TASK REQUIREMENTS ->
In the abstract on anterior body wall differentiation, what name do the authors propose for the paired caudal extensions of the sternal bands that close the abdominal wall?

DOCUMENT SEGMENT ->
- Opening Delimiter -
Differentiation of the anterior body wall and truncal epidermis and associated co-migration of cutaneous nerves and mesenchyme
Munger, G.T.; Munger, B.L.
Anatomical Record 231(2): 261-274
ISSN/ISBN: 0003-276X PMID: 1836119 DOI: 10.1002/ar.1092310214
The present study examines the relationship between the migration of mesenchyme and associated cutaneous nerves that are involved in the closure of the anterior body wall in embryonic mice and rats by light and electron microscopy. The sternum is formed by the migration of condensations of mesenchyme originating in the dorsolateral body wall known as sternal bands. In the course of analyzing this process in rodent embryos we have identified similar paired caudal extensions of the sternal bands that are responsible for the closure of the abdominal wall following resolution of the umbilical hernia, and we suggest these bands of mesoderm should be referred to as the abdominal bands. Both the sternal and abdominal bands are associated with the development of the segmental spinal nerves and their cutaneous terminal branches. The first cutaneous nerve to reach the skin surface in rats is the later cutaneous nerve (PCN and ACN) at E13.5 days. The ACN co-migrates with the sternal and abdominal bands, and terminal branches of axons from the ACN approach the epidermis during this migration. Differentiation of the epidermis could be recognized as a change in shape of epidermal cells from squamous to cuboidal, and this initial differentiation coincides with the onset of cutaneous innervation, beginning at the site of the LCN and following the extent of innervation of the PCN as well as the migration of the mesodermal bands and associated ACN. The paired ACN's meet in the ventral midline at E16.5 in rats as the sternal bands fuse, and terminal axons from both nerves densely innervate the midline skin.
- Closing Delimiter -
EXTRACTED MATERIAL ->
- Opening Delimiter -
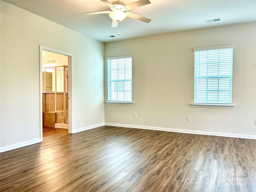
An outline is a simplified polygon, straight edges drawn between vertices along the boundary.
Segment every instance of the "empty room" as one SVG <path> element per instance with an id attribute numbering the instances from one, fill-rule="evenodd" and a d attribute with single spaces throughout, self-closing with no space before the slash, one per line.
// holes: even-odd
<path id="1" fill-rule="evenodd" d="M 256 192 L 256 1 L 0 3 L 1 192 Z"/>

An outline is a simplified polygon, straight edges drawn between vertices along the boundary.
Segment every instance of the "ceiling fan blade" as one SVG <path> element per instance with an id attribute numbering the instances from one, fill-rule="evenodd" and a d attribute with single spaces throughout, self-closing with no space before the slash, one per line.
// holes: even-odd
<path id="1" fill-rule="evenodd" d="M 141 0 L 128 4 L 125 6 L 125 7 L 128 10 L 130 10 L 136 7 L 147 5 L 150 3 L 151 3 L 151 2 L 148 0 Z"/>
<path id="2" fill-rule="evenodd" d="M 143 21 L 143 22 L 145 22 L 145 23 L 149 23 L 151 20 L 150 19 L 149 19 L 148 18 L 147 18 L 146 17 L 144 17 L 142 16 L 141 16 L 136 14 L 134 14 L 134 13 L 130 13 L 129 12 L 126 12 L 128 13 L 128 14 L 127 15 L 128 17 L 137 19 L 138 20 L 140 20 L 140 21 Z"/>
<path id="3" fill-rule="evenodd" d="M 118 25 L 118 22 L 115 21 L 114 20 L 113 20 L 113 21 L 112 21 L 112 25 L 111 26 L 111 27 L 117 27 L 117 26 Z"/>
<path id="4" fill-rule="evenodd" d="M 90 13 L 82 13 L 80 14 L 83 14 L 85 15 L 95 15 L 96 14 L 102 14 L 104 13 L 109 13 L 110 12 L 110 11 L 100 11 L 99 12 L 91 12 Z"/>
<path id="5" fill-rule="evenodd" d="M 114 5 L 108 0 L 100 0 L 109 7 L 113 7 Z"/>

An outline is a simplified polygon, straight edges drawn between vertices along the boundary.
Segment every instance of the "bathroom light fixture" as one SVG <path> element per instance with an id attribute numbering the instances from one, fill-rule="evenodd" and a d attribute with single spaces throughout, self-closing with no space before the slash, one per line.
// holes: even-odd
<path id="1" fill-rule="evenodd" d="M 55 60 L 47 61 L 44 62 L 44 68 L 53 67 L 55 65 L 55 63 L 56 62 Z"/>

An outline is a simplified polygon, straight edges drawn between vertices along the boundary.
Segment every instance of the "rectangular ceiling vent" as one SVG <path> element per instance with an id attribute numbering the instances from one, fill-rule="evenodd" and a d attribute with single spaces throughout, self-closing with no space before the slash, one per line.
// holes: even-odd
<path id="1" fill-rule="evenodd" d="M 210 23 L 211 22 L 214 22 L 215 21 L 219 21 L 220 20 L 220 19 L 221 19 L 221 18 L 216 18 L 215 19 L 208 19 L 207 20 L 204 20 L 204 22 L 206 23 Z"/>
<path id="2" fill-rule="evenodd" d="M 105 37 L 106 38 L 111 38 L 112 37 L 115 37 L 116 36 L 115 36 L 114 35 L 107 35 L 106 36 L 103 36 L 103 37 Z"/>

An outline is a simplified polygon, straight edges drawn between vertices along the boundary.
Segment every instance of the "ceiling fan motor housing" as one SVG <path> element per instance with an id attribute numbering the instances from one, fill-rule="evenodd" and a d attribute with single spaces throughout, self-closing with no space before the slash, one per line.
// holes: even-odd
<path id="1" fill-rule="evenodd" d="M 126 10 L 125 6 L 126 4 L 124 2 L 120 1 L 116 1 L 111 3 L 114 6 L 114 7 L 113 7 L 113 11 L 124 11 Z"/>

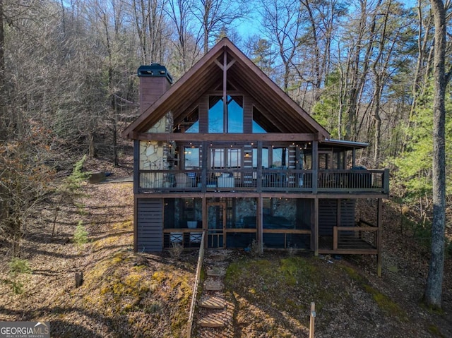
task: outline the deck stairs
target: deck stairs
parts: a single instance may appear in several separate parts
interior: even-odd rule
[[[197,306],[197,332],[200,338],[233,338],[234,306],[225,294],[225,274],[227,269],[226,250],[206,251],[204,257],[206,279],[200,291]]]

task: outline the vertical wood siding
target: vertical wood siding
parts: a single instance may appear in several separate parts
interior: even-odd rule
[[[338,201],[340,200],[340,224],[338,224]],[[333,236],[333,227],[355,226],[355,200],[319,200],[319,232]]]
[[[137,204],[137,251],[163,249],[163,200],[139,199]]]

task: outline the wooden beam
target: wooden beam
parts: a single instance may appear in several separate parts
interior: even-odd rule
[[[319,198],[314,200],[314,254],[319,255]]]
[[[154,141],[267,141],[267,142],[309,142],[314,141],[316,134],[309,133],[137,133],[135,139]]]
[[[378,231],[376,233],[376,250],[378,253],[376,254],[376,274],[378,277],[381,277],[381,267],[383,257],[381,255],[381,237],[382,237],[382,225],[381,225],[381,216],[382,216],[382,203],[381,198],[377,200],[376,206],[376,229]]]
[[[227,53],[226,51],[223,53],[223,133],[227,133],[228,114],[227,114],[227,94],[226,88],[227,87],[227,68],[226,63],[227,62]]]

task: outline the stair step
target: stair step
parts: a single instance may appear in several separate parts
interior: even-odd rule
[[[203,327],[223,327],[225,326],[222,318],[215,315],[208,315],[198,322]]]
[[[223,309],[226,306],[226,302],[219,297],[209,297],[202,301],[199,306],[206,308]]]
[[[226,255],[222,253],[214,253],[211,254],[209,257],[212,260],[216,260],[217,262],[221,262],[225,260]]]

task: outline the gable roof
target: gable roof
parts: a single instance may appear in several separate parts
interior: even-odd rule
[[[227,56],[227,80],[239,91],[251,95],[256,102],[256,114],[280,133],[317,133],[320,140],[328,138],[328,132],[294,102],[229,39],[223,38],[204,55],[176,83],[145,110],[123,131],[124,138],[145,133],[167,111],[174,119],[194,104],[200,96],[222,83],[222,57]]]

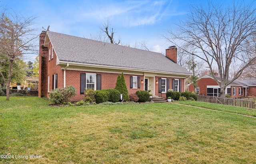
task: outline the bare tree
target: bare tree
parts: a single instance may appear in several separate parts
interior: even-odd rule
- Closing Delimiter -
ANSWER ->
The abdominal bands.